Collection entries:
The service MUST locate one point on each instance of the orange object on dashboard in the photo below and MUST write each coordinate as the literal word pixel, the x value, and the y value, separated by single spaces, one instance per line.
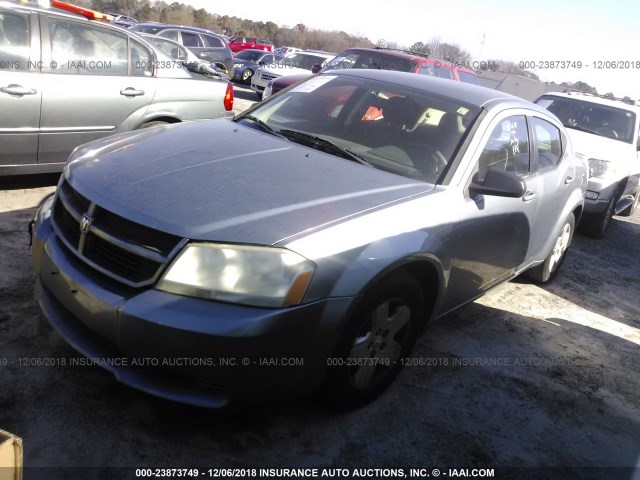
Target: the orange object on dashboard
pixel 85 12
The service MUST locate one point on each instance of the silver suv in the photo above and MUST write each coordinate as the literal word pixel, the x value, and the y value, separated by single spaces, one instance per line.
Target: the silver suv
pixel 205 44
pixel 605 131
pixel 67 79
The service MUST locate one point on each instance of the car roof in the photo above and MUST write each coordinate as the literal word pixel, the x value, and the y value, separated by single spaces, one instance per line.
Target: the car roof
pixel 612 102
pixel 464 92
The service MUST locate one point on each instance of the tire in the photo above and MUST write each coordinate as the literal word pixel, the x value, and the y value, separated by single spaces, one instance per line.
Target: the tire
pixel 246 76
pixel 596 226
pixel 631 209
pixel 545 272
pixel 152 124
pixel 381 331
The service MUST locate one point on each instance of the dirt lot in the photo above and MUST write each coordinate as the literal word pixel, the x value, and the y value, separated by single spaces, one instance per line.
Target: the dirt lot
pixel 524 377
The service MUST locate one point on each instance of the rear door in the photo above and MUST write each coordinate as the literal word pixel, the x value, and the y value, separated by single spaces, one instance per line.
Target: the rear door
pixel 97 81
pixel 20 87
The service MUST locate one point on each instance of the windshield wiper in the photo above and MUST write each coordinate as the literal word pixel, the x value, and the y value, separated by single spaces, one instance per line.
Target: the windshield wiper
pixel 262 125
pixel 322 144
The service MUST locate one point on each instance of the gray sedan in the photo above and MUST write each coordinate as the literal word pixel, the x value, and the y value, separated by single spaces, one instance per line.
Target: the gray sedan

## GIVEN PROBLEM
Exclude the pictures and repeat every other part of the records word for word.

## FULL OUTPUT
The service MUST locate one point on each instance of the orange object on dashboard in the photo below and MUST write each coordinate as the literal word pixel, the x value, and the y value, separated by single spaces, one instance per line.
Target: the orange object on dashboard
pixel 85 12
The service MUST locate one point on each instance of the silver suv in the photo above and MUST write each coordinate as the literal word pixel, the x value, and the y value, separated by single spaces, one instance per line.
Target: the silver suv
pixel 205 44
pixel 605 131
pixel 67 79
The service MUST locate one point on each instance of the car roof in the photo above and MUST write each coordinate as the literal word pixel, the x value, and the y value, separated by single spaces, one instance per line.
Target: the car roof
pixel 612 102
pixel 464 92
The service MUST locate one point on each instance of the tire in the photo above and MUST write each coordinate as the literal word pixel, the x value, and the y value, separated by single spaces, one instance per line.
Target: the tire
pixel 246 76
pixel 596 226
pixel 631 209
pixel 545 272
pixel 152 124
pixel 381 331
The service MUST locate one point on each instance of the dirt lot in the photo above and MUST write each coordinate as the literal word pixel, the x value, and the y value, separated by single spaces, one instance per line.
Target: the dirt lot
pixel 524 377
The service MUST locate one point on each instance of the rear door in the photo above and MUST write each coordinate as the literal word pixel, the x value, and the y value, separated by single spaces, one instance per line.
Target: the rear door
pixel 97 81
pixel 20 87
The service MUST locate one point on each instance of the windshield wiper in the photo above and MUST write each coordinate as the literal word pixel, the x value, and the y value, separated by single spaces, one instance per line.
Target: the windshield wiper
pixel 262 125
pixel 322 144
The service MUST locate one point on each instance of the gray sedan in the photo above and MUST write each coordinate as the literal word pixel, the x value, and the y value, separated by single spaces, one instance per line.
Target: the gray sedan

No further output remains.